EXERCISE BRIEF
Repeat only the lines below from the one containing "Every instance of the blue jeans" through the one containing "pixel 62 94", inclusive, exactly as written.

RECORDS FOR PROCESSING
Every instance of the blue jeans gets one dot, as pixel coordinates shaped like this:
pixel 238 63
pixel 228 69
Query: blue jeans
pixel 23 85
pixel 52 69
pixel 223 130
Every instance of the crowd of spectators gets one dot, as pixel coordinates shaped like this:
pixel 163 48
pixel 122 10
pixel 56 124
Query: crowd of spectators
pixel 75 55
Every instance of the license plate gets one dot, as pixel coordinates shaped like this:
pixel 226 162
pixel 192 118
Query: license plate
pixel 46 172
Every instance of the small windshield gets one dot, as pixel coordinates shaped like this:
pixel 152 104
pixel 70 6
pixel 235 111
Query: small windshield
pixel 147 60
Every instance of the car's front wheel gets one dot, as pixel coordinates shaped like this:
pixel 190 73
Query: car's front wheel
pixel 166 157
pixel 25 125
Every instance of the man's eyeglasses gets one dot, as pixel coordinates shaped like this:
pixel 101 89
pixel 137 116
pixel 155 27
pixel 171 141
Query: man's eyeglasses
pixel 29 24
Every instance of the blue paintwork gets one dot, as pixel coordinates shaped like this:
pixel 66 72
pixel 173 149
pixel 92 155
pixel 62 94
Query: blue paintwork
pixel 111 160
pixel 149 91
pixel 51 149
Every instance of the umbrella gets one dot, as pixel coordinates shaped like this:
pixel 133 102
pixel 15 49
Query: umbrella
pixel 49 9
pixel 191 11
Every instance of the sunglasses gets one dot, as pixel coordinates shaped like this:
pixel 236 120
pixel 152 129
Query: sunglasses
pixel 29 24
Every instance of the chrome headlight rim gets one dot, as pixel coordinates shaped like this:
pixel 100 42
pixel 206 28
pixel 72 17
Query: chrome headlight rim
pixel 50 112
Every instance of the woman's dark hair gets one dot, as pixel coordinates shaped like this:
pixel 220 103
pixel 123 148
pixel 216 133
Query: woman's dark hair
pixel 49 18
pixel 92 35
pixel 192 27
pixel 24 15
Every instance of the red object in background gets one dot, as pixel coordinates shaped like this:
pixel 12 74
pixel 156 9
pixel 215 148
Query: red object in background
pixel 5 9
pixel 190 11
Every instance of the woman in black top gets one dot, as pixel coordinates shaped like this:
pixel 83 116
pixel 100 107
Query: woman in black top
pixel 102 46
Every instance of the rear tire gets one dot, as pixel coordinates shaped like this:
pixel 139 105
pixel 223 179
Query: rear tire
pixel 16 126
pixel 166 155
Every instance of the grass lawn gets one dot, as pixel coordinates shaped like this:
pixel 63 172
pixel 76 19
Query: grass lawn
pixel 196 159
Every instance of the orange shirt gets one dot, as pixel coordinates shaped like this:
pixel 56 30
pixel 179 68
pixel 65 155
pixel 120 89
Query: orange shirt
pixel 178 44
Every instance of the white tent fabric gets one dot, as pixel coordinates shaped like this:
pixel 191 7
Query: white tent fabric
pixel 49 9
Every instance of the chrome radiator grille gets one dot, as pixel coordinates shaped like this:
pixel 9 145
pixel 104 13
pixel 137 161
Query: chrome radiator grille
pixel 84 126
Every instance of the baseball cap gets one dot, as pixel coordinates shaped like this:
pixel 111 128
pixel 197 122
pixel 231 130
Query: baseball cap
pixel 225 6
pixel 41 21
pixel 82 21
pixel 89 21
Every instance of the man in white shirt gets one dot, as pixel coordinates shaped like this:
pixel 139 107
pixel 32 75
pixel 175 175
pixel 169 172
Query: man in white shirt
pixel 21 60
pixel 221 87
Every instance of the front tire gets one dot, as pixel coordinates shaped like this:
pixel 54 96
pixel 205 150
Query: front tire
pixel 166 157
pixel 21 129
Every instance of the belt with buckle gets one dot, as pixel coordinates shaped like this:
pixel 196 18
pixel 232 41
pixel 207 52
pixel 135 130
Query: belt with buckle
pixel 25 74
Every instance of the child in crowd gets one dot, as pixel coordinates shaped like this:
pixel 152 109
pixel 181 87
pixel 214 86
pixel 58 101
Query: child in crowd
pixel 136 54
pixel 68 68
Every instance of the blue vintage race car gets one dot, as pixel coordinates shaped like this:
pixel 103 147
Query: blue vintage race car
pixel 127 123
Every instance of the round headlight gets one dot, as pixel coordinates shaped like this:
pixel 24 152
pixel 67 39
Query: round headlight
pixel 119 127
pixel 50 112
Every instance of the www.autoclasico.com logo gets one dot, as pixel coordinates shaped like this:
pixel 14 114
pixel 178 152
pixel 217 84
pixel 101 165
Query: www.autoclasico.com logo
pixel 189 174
* * *
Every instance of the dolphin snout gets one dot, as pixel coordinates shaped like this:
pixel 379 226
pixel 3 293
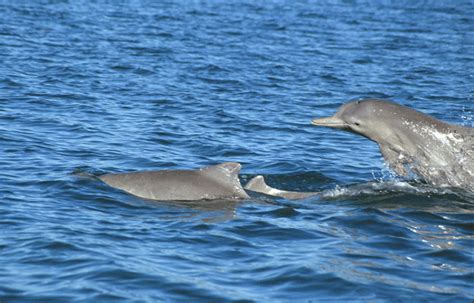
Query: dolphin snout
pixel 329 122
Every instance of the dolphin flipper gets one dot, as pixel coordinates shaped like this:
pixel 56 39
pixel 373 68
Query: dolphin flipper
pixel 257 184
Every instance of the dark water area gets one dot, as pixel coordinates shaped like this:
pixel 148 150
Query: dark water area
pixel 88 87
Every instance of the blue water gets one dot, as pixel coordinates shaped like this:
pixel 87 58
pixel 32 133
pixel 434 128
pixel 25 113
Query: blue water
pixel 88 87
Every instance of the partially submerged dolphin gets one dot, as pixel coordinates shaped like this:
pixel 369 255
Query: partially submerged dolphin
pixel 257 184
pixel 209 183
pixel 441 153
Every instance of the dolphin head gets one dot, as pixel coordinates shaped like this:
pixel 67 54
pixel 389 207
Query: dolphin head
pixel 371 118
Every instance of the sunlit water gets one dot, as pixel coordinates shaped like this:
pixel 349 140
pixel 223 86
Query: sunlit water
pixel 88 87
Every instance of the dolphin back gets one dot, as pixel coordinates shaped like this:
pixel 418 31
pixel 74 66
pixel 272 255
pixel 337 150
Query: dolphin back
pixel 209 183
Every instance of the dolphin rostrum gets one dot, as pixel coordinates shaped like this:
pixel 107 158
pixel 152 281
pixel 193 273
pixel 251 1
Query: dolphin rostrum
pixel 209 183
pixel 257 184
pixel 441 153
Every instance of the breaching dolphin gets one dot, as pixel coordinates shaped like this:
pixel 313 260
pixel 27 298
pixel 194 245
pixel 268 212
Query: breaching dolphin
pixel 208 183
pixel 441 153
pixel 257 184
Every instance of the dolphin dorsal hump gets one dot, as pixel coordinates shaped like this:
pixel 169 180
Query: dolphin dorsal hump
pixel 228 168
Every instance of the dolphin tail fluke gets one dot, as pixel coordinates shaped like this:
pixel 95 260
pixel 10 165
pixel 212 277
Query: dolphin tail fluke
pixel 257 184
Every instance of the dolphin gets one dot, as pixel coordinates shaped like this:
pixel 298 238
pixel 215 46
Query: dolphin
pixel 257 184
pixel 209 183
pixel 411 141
==
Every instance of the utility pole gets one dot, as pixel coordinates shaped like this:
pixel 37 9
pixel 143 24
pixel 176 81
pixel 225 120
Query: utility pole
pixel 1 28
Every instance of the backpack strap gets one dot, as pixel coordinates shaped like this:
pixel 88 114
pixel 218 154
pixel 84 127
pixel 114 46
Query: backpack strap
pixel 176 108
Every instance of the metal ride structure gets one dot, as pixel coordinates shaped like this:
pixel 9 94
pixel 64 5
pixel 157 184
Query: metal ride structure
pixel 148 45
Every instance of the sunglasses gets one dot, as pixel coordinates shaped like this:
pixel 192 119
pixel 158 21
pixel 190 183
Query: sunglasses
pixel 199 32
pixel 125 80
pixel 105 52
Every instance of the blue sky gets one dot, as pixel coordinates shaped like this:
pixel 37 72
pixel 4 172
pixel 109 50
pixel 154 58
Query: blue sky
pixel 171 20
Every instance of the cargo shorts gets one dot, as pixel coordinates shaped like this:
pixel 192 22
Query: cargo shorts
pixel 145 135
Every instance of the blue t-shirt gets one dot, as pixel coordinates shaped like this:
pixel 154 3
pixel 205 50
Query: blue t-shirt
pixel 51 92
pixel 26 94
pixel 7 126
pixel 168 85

EXERCISE RESPONSE
Every instance of the blue jeans gets one dot, as pixel coordinates shaped like this:
pixel 238 63
pixel 228 69
Query: blue jeans
pixel 23 85
pixel 52 69
pixel 223 130
Every instance of the crowd of spectators gets one dot, as pixel coordinates shaped like this:
pixel 163 48
pixel 122 10
pixel 56 124
Query: crowd of spectators
pixel 75 55
Every instance of the license plate gets one dot, as pixel coordinates shaped like this:
pixel 226 162
pixel 192 118
Query: license plate
pixel 46 172
Every instance of the small windshield gets one dot, as pixel coordinates shaped like this:
pixel 152 104
pixel 70 6
pixel 235 111
Query: small windshield
pixel 147 60
Every instance of the car's front wheel gets one dot, as pixel coordinates shaped like this:
pixel 190 73
Query: car's front wheel
pixel 166 157
pixel 25 125
Every instance of the man's eyeglasses gets one dot, as pixel coordinates shaped like this:
pixel 101 89
pixel 137 116
pixel 155 27
pixel 171 141
Query: man's eyeglasses
pixel 29 24
Every instance of the blue paintwork gets one dot, as pixel coordinates shaped like this:
pixel 66 72
pixel 173 149
pixel 92 155
pixel 62 94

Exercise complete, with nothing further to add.